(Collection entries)
┌────────
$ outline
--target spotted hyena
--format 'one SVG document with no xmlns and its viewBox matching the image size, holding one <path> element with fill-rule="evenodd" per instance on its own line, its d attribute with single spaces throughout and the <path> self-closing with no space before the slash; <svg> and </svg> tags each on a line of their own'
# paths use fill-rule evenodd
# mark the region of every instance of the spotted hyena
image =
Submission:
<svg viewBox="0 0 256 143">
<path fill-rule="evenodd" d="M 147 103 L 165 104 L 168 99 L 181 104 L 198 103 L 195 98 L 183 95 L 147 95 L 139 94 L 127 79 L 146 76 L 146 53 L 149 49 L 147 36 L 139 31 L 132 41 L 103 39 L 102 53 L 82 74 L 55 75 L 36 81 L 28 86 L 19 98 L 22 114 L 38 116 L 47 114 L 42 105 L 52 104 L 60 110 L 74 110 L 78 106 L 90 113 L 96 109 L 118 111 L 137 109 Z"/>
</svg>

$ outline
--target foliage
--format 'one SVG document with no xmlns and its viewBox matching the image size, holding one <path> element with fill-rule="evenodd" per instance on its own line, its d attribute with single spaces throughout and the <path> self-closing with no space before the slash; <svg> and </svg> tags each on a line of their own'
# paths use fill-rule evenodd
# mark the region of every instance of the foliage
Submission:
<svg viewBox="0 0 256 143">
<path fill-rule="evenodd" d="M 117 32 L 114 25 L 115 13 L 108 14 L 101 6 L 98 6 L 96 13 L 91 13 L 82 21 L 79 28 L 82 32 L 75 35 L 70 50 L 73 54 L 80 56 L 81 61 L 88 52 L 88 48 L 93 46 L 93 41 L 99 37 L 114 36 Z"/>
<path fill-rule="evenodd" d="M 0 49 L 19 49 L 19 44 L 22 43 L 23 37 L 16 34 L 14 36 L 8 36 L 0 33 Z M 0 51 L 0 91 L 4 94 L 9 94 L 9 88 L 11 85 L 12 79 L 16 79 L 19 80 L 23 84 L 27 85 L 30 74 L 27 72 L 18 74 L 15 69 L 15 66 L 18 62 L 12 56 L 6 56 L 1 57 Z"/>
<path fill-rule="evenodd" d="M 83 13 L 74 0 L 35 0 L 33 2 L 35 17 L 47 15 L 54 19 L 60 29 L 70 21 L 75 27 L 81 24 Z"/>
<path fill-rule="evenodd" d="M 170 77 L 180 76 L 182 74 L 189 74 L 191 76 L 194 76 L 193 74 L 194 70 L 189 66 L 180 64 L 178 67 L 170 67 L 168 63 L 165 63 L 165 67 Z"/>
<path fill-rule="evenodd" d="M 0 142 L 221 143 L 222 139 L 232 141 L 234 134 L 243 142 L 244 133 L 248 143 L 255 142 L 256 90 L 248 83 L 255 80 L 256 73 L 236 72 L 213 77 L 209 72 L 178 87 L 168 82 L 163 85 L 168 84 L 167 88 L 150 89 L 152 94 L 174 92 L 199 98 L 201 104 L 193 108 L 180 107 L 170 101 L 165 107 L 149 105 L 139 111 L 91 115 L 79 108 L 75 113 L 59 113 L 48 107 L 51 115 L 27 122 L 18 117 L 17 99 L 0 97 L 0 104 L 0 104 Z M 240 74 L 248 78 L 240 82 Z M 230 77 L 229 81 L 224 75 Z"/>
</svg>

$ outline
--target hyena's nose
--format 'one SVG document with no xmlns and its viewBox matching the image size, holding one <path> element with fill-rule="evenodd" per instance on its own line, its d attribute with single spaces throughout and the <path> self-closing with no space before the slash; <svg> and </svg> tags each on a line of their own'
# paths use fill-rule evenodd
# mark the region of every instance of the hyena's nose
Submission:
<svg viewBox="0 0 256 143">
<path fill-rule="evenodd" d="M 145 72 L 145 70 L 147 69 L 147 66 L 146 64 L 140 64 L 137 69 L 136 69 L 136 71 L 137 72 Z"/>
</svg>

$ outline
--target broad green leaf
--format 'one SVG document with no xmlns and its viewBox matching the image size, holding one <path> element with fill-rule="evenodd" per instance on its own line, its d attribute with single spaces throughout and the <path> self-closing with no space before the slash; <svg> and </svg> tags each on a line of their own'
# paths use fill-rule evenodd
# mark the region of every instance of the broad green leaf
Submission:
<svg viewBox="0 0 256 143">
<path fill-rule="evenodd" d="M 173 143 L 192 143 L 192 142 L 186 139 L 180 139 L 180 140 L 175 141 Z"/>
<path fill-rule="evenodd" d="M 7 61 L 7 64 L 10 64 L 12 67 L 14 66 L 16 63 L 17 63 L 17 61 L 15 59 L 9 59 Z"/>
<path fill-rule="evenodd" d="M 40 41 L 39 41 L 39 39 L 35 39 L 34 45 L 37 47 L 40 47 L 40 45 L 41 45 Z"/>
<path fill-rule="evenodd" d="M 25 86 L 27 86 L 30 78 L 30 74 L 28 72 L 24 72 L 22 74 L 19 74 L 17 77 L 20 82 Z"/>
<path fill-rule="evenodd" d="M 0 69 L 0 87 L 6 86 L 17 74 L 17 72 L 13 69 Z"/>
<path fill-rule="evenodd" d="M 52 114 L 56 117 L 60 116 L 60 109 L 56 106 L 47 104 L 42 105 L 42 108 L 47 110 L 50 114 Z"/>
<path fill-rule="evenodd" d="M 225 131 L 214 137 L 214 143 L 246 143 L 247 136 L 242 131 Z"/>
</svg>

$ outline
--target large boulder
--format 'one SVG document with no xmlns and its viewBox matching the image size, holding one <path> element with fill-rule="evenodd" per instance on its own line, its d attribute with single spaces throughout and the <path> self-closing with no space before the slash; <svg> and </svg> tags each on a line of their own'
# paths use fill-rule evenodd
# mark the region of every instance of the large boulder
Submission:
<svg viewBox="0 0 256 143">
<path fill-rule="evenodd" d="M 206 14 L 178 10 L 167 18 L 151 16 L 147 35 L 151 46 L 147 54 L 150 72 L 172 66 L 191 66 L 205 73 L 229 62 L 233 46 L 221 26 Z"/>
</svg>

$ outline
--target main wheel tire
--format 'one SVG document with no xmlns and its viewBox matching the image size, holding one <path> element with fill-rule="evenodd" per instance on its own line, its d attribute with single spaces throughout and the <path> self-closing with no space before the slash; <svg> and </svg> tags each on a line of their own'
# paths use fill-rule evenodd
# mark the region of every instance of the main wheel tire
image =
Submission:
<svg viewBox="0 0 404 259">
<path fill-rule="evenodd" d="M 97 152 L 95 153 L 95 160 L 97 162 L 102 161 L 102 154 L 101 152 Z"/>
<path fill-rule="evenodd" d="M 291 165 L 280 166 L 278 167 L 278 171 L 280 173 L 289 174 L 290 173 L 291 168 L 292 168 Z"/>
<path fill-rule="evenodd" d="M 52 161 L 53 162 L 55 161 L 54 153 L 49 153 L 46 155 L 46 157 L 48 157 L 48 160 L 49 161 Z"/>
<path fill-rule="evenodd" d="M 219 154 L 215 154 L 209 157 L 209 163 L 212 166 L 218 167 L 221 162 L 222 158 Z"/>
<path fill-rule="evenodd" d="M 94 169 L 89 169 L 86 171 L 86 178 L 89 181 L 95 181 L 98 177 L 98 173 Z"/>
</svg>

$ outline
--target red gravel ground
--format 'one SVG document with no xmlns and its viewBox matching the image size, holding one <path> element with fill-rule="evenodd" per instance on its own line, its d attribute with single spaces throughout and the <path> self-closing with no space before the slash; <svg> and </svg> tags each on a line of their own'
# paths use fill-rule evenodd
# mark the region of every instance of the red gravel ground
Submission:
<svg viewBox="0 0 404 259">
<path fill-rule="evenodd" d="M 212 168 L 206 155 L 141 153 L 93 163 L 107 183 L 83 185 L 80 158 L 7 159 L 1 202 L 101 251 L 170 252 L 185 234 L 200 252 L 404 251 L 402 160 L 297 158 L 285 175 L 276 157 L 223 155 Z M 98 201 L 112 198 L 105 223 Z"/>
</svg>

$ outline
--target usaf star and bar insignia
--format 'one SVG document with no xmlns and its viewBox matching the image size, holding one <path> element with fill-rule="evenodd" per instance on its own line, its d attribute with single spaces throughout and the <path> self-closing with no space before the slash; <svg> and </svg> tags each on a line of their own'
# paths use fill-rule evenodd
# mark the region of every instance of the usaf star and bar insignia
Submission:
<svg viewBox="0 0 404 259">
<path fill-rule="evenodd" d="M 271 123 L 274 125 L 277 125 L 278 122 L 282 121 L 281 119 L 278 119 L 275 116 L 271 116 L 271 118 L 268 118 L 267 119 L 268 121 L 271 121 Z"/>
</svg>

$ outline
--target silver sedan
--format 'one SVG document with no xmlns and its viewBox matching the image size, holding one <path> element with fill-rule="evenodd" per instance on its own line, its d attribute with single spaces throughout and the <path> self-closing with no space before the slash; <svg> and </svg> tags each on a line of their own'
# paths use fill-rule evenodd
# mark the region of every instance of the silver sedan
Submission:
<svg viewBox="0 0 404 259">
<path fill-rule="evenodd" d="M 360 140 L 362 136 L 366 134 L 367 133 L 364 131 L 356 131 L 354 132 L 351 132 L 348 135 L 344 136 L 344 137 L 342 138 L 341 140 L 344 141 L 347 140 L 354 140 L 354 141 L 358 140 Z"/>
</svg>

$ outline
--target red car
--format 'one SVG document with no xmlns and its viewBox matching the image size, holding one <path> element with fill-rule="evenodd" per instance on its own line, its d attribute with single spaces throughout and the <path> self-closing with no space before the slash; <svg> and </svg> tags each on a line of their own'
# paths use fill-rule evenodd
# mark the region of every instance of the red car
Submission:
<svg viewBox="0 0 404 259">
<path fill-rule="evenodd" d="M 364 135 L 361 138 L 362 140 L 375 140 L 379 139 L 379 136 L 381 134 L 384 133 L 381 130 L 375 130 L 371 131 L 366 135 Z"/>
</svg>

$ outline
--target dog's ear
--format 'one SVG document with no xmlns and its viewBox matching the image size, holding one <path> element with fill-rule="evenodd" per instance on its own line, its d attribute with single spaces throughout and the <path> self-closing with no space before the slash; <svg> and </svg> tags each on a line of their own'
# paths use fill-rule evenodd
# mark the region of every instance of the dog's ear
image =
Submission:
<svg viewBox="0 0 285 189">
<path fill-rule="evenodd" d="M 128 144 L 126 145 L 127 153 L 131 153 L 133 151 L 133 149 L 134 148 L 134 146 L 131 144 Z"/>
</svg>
└────────
■ WRITTEN EXERCISE
Show every line of the material above that contains the string "mark".

■ RESPONSE BELOW
# mark the region of every instance of the spotted hyena
# mark the region of every instance of the foliage
# mark the region of every instance of the hyena's nose
# mark the region of every instance of the broad green leaf
# mark the region of every instance of the large boulder
# mark the region of every instance of the main wheel tire
# mark the region of every instance of the red gravel ground
# mark the region of every instance of the usaf star and bar insignia
# mark the region of every instance of the silver sedan
# mark the region of every instance of the red car
# mark the region of every instance of the dog's ear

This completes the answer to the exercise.